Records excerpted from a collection
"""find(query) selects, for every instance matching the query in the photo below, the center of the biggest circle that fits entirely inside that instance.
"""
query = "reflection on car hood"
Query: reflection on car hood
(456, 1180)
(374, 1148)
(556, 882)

TASK INSTRUCTIONS =
Type out all of the records again, exactly.

WRITTEN RESPONSE =
"""find(query) selects, for every instance matching the query in the photo below, the center of the biggest circle that fits entirely inside that instance.
"""
query = "reflection on car hood"
Query: reflection on car hood
(456, 1180)
(374, 1148)
(556, 882)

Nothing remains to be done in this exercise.